# Records for this task
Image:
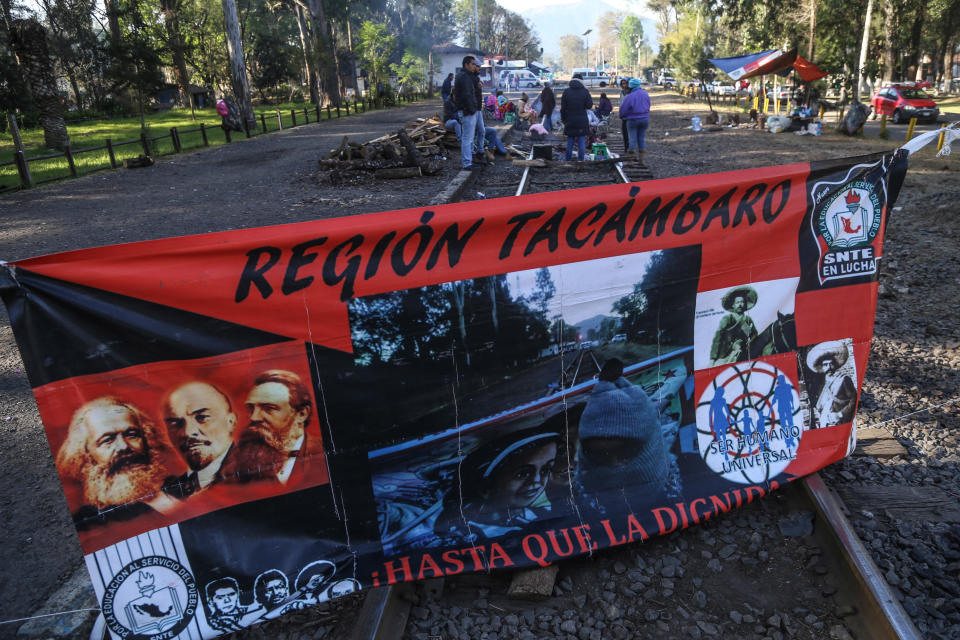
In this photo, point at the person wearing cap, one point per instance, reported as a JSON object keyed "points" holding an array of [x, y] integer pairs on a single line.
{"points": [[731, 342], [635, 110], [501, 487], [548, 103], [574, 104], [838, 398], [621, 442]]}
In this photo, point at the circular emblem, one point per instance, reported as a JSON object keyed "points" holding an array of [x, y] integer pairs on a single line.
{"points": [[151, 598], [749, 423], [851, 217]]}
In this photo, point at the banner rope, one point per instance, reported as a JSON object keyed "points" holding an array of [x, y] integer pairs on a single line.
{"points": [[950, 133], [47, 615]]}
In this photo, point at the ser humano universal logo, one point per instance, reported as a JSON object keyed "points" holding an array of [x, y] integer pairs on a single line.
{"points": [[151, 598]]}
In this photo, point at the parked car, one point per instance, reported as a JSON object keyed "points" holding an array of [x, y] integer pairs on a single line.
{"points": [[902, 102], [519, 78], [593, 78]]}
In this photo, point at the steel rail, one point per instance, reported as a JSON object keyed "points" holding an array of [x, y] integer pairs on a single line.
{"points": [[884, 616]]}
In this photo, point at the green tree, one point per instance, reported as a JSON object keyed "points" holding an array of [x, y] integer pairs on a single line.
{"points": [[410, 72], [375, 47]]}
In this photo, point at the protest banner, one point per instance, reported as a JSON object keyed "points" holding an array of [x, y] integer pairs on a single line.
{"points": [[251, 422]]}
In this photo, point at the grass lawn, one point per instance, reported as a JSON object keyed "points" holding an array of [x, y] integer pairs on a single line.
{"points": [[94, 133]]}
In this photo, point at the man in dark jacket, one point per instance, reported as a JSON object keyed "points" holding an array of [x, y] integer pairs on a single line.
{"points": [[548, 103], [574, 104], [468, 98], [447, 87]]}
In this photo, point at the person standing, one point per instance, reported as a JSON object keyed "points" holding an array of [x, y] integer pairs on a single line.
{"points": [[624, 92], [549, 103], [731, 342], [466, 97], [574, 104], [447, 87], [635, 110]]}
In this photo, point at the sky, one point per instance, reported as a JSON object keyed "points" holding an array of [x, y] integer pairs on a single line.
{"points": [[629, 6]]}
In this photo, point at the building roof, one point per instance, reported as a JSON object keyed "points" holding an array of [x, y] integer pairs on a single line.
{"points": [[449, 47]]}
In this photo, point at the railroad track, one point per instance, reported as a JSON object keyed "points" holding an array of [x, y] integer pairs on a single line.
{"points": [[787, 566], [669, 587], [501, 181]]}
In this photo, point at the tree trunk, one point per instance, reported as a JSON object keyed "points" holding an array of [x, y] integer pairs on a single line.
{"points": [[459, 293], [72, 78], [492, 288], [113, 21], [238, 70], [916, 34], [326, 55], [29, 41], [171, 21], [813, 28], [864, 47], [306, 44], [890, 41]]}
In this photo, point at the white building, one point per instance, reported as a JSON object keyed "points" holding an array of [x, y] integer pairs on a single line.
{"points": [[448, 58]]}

# Task description
All of the material above is to be copied exactly, with no pictures.

# Solution to this task
Image:
In this photo, point at the person wearing cap, one point per instance, reported as a JSON object keyed "points" holding an array of [x, y] integer pairs on a single line.
{"points": [[731, 342], [635, 110], [501, 487], [548, 103], [574, 104], [838, 398], [621, 442]]}
In this photo, point at the circular emblem, one point per instance, reported as a JSON object keyed "points" holding an array of [x, y] integer pairs on a single line.
{"points": [[151, 598], [749, 423], [851, 217]]}
In this photo, point at the banner rope, one point per instance, reported as a JSON object keyed "points" holding an array of [x, y] integer pairs on a single line.
{"points": [[950, 133], [47, 615]]}
In this photo, point at the ser humano universal logo, one point per instance, reported as a JSON object keyed "points" holding an array of [x, y] integer pairs on a single line.
{"points": [[151, 598]]}
In this photo, point at the parked car, one point per instance, reported as a JSON object keyed "points" holding an array of [x, y] integer pairs on a single line.
{"points": [[902, 102], [519, 78], [593, 78]]}
In this photo, point at the steel rail, one point per instance, reported as a JSON object keyed "points" holding an array of [x, y] integer pairs on a single line.
{"points": [[884, 616]]}
In this photo, point at the green tree, one point per instance, reported as a JSON object keyed "points" holding an array of [x, y] integer pairs on a single line.
{"points": [[410, 72], [375, 47]]}
In this photo, point at the protest banner, one point per instance, reported as a JSON object keyed "points" holding an array of [x, y] integer pairs on a single line.
{"points": [[251, 422]]}
In this photo, point at the grass lawn, one point per instance, reported as a JSON object keyed "points" holding an array of [x, y] integer pairs on a single line.
{"points": [[94, 133]]}
In this photo, point at the man in dark jacket, one point per instance, reported as a JSON object keyed "points" holding an array of [x, y] integer pairs on a single line.
{"points": [[548, 103], [574, 104], [468, 98], [447, 87]]}
In this photo, point at the person standing, one point per instance, reported as a JSON object keyed "points" holding an array of [x, y] integer pairs on a single line.
{"points": [[624, 92], [549, 103], [731, 342], [466, 97], [574, 104], [447, 87], [635, 110]]}
In this photo, point at the sky, one point per instance, reported as a JSON object keyed "points" holding an array of [x, y] integer pairs on a single line.
{"points": [[629, 6]]}
In this photo, point at the building roof, one point per instance, reported as a JSON object keyed "points" holding an array of [x, y] integer pairs on a single line.
{"points": [[449, 47]]}
In this photo, point at the railroad track, one point per instance, reported as a JSON object keyed "points" holding an array of [x, y] integer pairs on a single line.
{"points": [[787, 566], [669, 587], [501, 181]]}
In this photo, point at the tree trunk, one point per instance, reported as a JSON object keyed "points" holding an array of [x, y] integer pairs on a single line.
{"points": [[459, 293], [72, 78], [492, 288], [113, 21], [238, 70], [916, 34], [326, 55], [29, 41], [171, 21], [813, 28], [864, 47], [306, 44], [890, 41]]}
In this photo, point at the white building, one point per instance, reported as a JSON object keyed "points" holding an array of [x, y] integer pairs on a single line.
{"points": [[448, 58]]}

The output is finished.